[Your instructions]:
Write out all of the items below word for word, changing nothing.

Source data
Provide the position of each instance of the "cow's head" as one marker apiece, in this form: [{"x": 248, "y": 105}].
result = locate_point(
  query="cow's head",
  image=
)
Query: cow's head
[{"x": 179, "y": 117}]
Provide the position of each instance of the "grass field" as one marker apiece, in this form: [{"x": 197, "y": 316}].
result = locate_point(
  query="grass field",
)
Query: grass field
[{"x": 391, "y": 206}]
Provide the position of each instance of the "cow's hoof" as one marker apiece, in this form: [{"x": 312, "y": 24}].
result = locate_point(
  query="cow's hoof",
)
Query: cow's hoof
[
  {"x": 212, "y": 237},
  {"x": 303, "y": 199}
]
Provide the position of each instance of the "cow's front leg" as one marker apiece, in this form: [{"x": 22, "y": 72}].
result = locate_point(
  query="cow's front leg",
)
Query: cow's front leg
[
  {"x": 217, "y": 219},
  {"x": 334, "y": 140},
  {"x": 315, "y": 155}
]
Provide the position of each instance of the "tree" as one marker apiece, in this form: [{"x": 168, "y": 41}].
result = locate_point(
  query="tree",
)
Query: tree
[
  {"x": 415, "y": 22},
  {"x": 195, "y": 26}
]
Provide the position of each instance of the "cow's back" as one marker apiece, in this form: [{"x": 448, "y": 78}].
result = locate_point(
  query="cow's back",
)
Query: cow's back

[Final answer]:
Provide the position of each instance of the "cow's head" as one marker apiece, in this form: [{"x": 248, "y": 105}].
result = locate_point(
  query="cow's head",
  image=
)
Query: cow's head
[{"x": 179, "y": 117}]
Provide the position of each instance of the "grass field" as one marker apiece, in this form: [{"x": 197, "y": 316}].
result = locate_point(
  query="grass field",
)
Query: grass field
[{"x": 391, "y": 206}]
Provide the position of each instance of the "cow's hoof" as one marker apiece, in this form: [{"x": 312, "y": 24}].
result = locate_point(
  query="cow's hoof",
)
Query: cow's hoof
[
  {"x": 212, "y": 237},
  {"x": 303, "y": 199}
]
Provide the position of each instance of the "cow's front leg" as one marker apiece, in this form: [{"x": 22, "y": 72}].
result = locate_point(
  query="cow's front leg",
)
Query: cow's front leg
[
  {"x": 217, "y": 219},
  {"x": 334, "y": 140},
  {"x": 315, "y": 155}
]
Provide the position of each instance of the "tree" as one marker apiece, in this form: [{"x": 168, "y": 41}].
result = locate_point(
  query="tree",
)
Query: tree
[
  {"x": 415, "y": 22},
  {"x": 195, "y": 26}
]
Provide the position of each instance of the "cow's back" as one marker apiece, in this form: [{"x": 448, "y": 78}].
result = locate_point(
  query="cow's back",
)
Query: cow's back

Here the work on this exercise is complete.